• _Given records_:
---
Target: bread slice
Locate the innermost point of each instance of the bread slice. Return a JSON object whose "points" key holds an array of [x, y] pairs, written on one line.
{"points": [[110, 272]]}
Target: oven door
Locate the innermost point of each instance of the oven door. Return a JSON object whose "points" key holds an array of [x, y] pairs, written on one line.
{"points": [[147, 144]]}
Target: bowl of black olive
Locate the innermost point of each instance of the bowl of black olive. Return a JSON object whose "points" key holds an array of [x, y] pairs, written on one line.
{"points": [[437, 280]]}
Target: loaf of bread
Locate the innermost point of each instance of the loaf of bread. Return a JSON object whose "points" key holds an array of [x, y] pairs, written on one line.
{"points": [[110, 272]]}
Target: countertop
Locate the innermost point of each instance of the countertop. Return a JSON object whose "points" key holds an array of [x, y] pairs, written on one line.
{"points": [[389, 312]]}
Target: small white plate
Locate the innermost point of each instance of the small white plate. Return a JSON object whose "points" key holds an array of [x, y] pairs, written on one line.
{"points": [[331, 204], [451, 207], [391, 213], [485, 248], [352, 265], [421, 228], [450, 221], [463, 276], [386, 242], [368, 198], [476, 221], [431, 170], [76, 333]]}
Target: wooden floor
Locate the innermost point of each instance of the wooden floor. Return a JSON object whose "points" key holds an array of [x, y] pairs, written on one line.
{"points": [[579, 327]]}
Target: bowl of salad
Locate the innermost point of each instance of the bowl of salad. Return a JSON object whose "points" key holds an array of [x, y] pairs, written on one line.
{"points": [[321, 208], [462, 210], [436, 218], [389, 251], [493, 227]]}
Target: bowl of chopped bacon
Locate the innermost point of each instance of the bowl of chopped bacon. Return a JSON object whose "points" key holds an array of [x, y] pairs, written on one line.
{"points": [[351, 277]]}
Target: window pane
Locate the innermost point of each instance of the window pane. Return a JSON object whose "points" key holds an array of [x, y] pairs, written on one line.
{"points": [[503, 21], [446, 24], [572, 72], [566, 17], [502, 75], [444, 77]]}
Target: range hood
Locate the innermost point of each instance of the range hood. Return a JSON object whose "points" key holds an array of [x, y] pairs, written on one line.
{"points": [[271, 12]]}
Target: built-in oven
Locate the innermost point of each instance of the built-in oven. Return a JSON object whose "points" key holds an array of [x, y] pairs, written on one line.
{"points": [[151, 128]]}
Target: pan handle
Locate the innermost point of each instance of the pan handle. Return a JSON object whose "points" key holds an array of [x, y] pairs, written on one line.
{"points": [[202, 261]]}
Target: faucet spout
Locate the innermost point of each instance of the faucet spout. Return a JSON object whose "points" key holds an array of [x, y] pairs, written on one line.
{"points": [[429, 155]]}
---
• _Prompt_: Reprint the data above from the opening line to the line holding "Target: bowl of chopped bacon", inclusive, and nothing else.

• _Written response_:
Target: bread slice
Locate the innermost point of each instance of the bread slice. Return a JSON object whose "points" key holds an array of [x, y] pairs, written on one line.
{"points": [[110, 272]]}
Target: oven door
Locate the innermost point of each instance of the oven door. Return a JSON object whose "points" key holds an array of [x, y] pairs, written on one line.
{"points": [[147, 144]]}
Target: bowl of black olive
Locate the innermost point of each instance of the bowl of black olive. Return a JSON object whose "points" key holds an array of [x, y] pairs, written on one line.
{"points": [[437, 280]]}
Target: loaf of bread
Locate the innermost point of each instance of the loaf of bread. Return a JSON object whose "points" key holds an array of [x, y] pairs, written on one line.
{"points": [[110, 272]]}
Target: countertop
Locate the innermost point of each instance of the countertop. Return a JSON object whose "points" key holds an array of [x, y] pairs, written on one line.
{"points": [[389, 312]]}
Target: small white plate
Locate the innermost point of each instance of the small white plate. Return a JSON object whose "points" key holds an array of [x, y] pairs, written on one line.
{"points": [[331, 204], [451, 207], [391, 213], [485, 248], [352, 265], [421, 228], [450, 221], [463, 276], [386, 242], [368, 198], [476, 221], [431, 170], [76, 333]]}
Target: wooden floor
Locate the innermost point of each instance of the wooden floor. Return a JSON object whose "points" key holds an array of [x, y] pairs, written on one line.
{"points": [[579, 327]]}
Target: bowl of salad
Locate the innermost point of each instance of the bowl of salad. Return a JSON object whose "points" key holds an array of [x, y] pairs, written on one line.
{"points": [[321, 208], [462, 210], [436, 218], [389, 251], [493, 227]]}
Target: bowl of chopped bacon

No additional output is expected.